# EXERCISE BRIEF
Continue the forum thread on updating SCD Type 2 dimension tables in Oracle from the point where it ends.

━━━ DOCUMENT SEGMENT

Reviewer: Philippe from Brussels - Belgium

Hi Tom,

We have a data warehouse in an Oracle 10.2 database... and we need to update SCD Type 2 dimension tables.

The algorithm to update the table is :

FOR ALL ROWs in the SOURCE query LOOP
IF ( a corresponding row exists in the DIM TABLE
THEN
IF data are different THEN
1. UPDATE the "CURRENT" row of the DIM TABLE
SET VALID_TO = NOW
CURRENT = 'N'
2. INSERT new version into DIM TABLE
END IF
ELSE
INSERT new row into DIM TABLE
END IF

I don't think the algorithm you suggest in your first follow up is appropriate to our situation.

Of course, implementing this row by row in PL/SQL is not the fastest approach.

I see two approaches :
- express this in a single MERGE sql statement (but I don't see how)
- use PL/SQL FETCH BULK COLLECT...

Which is the best approach ?
Is there another way to do this ?

NB : - at the first run, all rows will be NEW => inserted.
- for the next runs, only a few lines will have to be inserted and updated (less than 5% of the DIM table)

Thanks in advance for your advice !

Philippe

Tom Kyte

Followup  

September 14, 2006 - 9:10 am UTC

or a single update statement to retire existing rows and a single insert to insert new rows.

Best approach to update a SCD Type 2 table ?

September 14, 2006 - 9:32 am UTC

Reviewer: A reader

If the "source query" is a complex view on a remote database... which of the approaches would be the best one.

In your suggested one, this view would have to be queried twice ...


Tom Kyte

Followup  

September 14, 2006 - 9:55 am UTC

insert into gtt
select complex query;


do update from gtt;
do insert from gtt;


is one approach.

━━━━━━
━━━ DATASET CONTENT

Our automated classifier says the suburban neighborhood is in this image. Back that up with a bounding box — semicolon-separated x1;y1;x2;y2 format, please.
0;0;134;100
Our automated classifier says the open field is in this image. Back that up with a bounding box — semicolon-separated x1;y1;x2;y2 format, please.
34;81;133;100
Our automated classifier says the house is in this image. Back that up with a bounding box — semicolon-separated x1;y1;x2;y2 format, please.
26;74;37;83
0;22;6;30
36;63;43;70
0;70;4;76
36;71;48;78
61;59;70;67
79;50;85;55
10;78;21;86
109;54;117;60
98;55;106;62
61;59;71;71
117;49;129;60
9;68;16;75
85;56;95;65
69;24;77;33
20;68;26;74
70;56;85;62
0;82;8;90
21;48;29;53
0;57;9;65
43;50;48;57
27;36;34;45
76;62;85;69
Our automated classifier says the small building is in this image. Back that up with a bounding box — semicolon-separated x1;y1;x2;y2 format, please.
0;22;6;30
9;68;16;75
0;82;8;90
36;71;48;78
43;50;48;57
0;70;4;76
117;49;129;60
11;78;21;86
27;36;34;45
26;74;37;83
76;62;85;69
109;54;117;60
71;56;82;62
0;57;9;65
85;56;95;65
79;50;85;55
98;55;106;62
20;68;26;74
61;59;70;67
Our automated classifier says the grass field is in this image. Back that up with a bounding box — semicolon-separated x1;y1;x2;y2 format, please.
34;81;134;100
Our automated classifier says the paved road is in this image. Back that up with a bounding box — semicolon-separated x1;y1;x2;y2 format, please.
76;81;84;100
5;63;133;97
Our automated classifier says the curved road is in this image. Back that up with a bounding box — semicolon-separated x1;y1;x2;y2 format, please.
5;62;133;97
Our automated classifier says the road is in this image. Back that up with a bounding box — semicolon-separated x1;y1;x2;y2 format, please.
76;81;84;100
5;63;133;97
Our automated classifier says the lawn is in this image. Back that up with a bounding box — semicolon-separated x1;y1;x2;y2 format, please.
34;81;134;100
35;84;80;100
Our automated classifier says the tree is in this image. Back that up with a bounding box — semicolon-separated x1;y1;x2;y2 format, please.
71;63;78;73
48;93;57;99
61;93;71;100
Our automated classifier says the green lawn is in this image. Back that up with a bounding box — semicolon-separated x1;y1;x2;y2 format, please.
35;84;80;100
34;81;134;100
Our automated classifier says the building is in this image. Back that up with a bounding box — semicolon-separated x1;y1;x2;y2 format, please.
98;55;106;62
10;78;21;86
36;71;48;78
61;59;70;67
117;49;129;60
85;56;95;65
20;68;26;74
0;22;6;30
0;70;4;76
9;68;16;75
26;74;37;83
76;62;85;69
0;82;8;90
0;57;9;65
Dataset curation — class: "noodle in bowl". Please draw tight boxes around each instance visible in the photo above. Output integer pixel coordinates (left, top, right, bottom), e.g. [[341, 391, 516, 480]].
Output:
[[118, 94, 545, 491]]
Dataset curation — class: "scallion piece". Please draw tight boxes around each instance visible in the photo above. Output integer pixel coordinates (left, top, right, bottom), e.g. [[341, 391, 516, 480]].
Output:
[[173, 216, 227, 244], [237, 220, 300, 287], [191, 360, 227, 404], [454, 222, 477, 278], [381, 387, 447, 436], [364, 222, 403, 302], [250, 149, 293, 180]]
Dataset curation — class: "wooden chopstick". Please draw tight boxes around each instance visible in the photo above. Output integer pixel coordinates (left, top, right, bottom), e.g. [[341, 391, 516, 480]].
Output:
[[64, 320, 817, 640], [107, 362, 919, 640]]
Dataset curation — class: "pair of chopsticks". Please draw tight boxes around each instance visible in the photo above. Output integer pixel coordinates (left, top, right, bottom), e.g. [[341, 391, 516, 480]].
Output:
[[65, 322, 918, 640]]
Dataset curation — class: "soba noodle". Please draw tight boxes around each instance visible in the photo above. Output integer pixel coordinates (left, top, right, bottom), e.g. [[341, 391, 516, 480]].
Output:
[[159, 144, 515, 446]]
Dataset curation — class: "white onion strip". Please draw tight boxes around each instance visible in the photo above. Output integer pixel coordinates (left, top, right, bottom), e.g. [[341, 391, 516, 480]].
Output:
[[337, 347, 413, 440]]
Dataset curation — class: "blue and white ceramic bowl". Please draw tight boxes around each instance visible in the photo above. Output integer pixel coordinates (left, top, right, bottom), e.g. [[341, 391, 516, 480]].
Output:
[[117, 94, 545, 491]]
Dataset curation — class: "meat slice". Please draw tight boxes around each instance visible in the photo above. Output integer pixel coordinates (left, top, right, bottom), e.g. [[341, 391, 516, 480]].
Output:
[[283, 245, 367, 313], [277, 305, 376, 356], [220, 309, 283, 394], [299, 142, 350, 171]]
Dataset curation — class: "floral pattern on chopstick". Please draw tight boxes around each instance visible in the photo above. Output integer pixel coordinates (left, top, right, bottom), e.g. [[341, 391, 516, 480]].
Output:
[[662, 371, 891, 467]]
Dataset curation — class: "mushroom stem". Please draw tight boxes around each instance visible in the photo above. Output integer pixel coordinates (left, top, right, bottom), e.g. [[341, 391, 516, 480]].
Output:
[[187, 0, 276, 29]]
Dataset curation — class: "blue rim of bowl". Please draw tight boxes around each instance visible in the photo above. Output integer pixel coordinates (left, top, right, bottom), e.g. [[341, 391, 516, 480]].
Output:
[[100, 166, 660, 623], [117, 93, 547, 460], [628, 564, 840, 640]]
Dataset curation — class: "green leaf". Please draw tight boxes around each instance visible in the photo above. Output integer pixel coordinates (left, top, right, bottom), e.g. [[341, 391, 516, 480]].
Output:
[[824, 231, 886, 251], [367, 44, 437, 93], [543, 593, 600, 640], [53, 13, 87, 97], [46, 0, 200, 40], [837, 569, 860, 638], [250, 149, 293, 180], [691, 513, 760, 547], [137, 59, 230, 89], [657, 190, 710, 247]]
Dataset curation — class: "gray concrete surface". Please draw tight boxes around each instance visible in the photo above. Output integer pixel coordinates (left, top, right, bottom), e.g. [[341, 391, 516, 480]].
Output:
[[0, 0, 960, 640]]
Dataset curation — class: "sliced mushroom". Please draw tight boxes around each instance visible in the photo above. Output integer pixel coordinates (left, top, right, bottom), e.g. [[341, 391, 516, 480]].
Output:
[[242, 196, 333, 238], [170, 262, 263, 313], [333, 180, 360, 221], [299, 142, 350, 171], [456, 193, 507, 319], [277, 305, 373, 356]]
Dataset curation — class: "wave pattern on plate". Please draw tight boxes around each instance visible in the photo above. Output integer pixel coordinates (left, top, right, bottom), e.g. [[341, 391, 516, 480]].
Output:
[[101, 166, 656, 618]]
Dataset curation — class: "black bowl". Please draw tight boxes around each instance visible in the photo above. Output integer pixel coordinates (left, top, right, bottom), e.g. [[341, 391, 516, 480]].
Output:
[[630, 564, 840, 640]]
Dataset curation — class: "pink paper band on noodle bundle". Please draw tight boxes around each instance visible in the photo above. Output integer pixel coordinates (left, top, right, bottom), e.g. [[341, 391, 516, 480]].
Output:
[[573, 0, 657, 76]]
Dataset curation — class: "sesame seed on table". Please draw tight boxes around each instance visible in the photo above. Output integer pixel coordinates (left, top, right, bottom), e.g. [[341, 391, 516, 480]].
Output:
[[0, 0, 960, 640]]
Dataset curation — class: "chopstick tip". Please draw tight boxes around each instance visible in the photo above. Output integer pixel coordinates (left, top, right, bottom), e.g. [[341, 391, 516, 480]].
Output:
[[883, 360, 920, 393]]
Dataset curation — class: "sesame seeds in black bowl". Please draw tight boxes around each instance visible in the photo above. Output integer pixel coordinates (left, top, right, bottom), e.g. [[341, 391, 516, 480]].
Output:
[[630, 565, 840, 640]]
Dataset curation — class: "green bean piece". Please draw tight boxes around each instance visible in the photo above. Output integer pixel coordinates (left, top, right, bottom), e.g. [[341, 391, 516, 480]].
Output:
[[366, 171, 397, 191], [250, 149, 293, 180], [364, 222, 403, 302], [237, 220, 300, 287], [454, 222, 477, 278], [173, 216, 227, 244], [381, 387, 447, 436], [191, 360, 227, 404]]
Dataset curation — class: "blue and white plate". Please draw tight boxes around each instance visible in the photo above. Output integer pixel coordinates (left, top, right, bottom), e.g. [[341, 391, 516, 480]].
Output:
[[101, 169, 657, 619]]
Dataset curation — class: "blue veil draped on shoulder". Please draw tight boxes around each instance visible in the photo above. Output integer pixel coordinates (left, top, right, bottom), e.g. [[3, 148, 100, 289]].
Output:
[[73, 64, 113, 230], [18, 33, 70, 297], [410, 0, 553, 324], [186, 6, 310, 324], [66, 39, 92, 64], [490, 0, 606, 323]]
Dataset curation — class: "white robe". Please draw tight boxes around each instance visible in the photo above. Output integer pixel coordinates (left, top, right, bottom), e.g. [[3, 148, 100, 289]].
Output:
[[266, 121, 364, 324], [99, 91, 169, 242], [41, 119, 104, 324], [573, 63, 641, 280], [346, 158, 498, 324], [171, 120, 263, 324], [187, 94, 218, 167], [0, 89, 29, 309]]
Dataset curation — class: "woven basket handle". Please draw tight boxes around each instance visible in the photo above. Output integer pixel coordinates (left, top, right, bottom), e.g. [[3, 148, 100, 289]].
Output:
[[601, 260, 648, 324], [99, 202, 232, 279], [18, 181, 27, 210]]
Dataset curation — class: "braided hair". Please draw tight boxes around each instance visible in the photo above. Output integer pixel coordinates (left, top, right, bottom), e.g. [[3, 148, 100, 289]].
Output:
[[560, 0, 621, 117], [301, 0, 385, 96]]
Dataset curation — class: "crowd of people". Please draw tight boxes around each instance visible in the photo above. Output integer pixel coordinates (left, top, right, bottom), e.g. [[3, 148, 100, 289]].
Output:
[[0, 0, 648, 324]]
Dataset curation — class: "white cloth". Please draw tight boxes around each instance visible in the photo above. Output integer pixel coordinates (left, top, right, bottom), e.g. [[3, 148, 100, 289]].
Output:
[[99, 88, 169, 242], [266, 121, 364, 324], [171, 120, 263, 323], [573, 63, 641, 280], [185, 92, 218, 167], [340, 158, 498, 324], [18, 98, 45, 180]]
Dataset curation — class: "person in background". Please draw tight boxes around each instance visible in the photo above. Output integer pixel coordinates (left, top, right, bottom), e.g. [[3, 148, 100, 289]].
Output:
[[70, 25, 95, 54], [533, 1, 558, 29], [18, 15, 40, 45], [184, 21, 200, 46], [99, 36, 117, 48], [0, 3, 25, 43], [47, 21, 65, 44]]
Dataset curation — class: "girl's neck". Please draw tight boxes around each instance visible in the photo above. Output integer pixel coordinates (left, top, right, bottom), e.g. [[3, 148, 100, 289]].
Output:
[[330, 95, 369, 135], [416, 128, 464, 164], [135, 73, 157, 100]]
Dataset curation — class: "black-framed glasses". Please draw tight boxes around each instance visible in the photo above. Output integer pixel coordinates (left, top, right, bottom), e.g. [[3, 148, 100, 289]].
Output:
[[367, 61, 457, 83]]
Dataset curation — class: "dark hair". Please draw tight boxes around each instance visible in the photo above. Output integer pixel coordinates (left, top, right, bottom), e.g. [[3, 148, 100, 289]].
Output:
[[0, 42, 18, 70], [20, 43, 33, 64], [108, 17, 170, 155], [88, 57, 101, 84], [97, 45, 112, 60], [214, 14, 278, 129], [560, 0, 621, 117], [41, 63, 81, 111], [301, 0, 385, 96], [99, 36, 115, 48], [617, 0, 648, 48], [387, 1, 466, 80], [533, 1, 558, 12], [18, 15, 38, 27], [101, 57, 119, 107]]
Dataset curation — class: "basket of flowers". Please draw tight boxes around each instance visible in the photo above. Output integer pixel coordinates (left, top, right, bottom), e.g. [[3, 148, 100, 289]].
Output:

━━━━━━

# EXPECTED ANSWER
how to do this using merge

December 24, 2007 - 3:41 am UTC

Reviewer: Reene

drop table t1;
drop table t2;
create table t1 as select object_id,object_name,trunc(sysdate)-1 created,trunc(sysdate)-1 updated from all_objects where rownum < 5;
create table t2 as select * from t1 ;
exec dbms_stats.gather_table_stats(user,'T1');
exec dbms_stats.gather_table_stats(user,'T2');


insert into t2 values (-1,'TEST',trunc(sysdate),trunc(sysdate)) ;


Now I want to merge t2 into t1 using a merge statement.

But I have a slightly different requirement -

1. if an object_id exists in t2 (e.g all rows except the one with object_i = -1) then i should update

the existing rows as updated = trunc(sysdate)

and then insert the same row(i.e the row which I am going to update) as updateed = to_date('01-01-2199','mm-dd-yyyy') ;

so the expected ouput data in t1 is

OBJECT_ID OBJECT_NAME CREATED UPDATED
---------- ------------------------------ --------------- ---------------
17 FILE$ 23-DEC-07 01-JAN-2199
51 BOOTSTRAP$ 23-DEC-07 01-JAN-2199
25 I_COBJ# 23-DEC-07 01-JAN-2199
44 I_CON2 23-DEC-07 01-JAN-2199
17 FILE$ 23-DEC-07 24-DEC-2007
51 BOOTSTRAP$ 23-DEC-07 24-DEC-2007
25 I_COBJ# 23-DEC-07 23-DEC-2007
44 I_CON2 23-DEC-07 24-DEC-2007
-1 TEST 24-DEC-07 24-DEC-2007

I know this merge statement will update or insert but I need

update and innsert (if matched)
or
insert (if not matched)
merge into t1
using (select * from t2) t
on (t1.object_id = t.object_id)
when matched then
update set t1.object_name=t.object_name
when not matched then
insert values (t.object_id,t.object_name)
/

appreciate your help.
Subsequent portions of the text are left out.